What the exercise asks.
Whenever a picture appears in the records, exclude it, and transcribe everything else exactly.
■ ■ ■ ■ ■
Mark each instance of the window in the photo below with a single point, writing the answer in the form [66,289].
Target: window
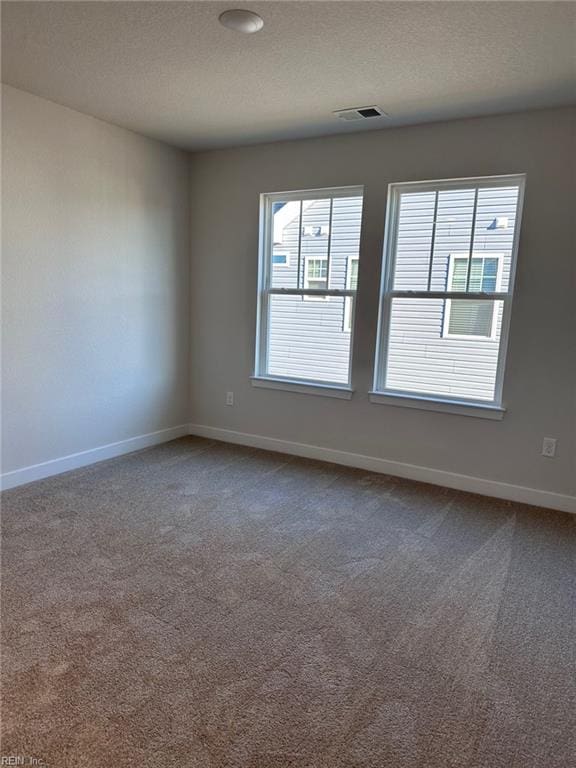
[352,283]
[467,319]
[302,302]
[446,293]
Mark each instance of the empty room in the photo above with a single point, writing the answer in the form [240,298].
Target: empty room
[288,384]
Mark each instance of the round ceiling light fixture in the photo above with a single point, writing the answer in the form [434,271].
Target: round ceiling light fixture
[241,21]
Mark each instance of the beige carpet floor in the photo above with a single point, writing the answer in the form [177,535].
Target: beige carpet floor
[201,605]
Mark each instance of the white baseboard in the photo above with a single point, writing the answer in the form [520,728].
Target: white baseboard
[468,483]
[84,458]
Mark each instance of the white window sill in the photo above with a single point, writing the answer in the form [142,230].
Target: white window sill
[314,388]
[478,410]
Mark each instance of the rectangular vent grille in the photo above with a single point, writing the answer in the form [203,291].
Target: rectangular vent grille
[359,113]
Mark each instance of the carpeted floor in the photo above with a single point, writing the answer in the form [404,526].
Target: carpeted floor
[202,605]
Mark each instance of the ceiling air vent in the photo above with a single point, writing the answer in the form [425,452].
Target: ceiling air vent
[359,113]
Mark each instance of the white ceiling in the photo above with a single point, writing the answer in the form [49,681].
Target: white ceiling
[170,71]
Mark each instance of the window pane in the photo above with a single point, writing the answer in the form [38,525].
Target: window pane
[423,252]
[306,339]
[423,360]
[285,237]
[495,225]
[345,238]
[414,240]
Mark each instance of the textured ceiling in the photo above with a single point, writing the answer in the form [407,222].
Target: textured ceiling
[170,71]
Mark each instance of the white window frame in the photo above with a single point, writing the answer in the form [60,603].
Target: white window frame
[448,306]
[464,406]
[265,291]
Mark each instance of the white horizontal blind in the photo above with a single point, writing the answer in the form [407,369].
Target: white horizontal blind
[447,288]
[305,312]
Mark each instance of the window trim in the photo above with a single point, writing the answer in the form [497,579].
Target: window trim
[448,306]
[387,292]
[265,289]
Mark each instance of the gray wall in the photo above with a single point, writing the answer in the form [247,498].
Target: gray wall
[539,385]
[95,283]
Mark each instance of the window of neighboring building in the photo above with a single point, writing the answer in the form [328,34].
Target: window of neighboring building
[469,319]
[446,298]
[304,342]
[351,282]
■ ■ ■ ■ ■
Result of this task.
Mark each instance of the window in the photo below with a single point, writing the answer in the form [66,289].
Target: window
[352,283]
[467,319]
[302,302]
[446,293]
Mark each instance of the empty room in the photo above with a single point, writing the answer in the form [240,298].
Target: empty room
[288,384]
Mark each instance of the round ceiling light fixture in the photo above with a single point, writing the answer in the form [434,271].
Target: round ceiling light fixture
[241,21]
Mark each instance of the beige carpet floor in the photo above with a single point, writing the answer in the form [177,535].
Target: beige carpet floor
[201,605]
Mark each instance of the white baseboard in the photo above with a single point, writing the answer in the form [520,728].
Target: white baseboard
[468,483]
[84,458]
Mark each instance of the white window sill in the photo above with a single point, writing the answer in the form [142,230].
Target: white window sill
[314,388]
[478,410]
Mark each instance of the rectangular vent grille in the photo above with a single point, writing the answer in the form [203,291].
Target: rectangular vent grille
[359,113]
Mark each instance of the carpeted floor in the photo above with a single point, writing the answer in the form [404,526].
Target: carpeted floor
[202,605]
Mark each instance of the ceiling air vent in the photo above with a single point, writing the answer in the form [425,452].
Target: ceiling air vent
[359,113]
Mark each instance of the white ceiling in the photo above with a single point, writing the answer in the form [49,681].
Target: white ceiling
[170,71]
Mark each instance of the window pane in the photo above with a single point, writing the answer in the form [38,525].
Target: window pane
[423,252]
[306,339]
[423,360]
[285,237]
[495,225]
[345,238]
[414,240]
Mark each instance of the textured ceiling in the photo above with a single point, writing the answer in the form [407,222].
Target: textured ceiling
[170,71]
Mark each instance of the white window frame in the photo above with a single point, writing the answer in the form [60,603].
Target: white window frame
[448,306]
[464,406]
[265,291]
Mark each instance of the white horizontal blind in the photo above with a single point, writing the answer in the form [407,369].
Target: white horizontal blind
[447,288]
[305,312]
Mark each instance of the window trim in the photo above with a single point, writing the answer in the form [497,579].
Target: window trim
[448,306]
[387,292]
[265,289]
Mark each instance of the gray wall in the photo above with a single point, writing the answer in the form [247,498].
Target: gray wall
[539,385]
[95,283]
Mark each instance of the window of neighboring building in the photo above with a single point, writing the answer in the form [328,34].
Target: window of neighboring building
[469,319]
[446,298]
[304,342]
[351,282]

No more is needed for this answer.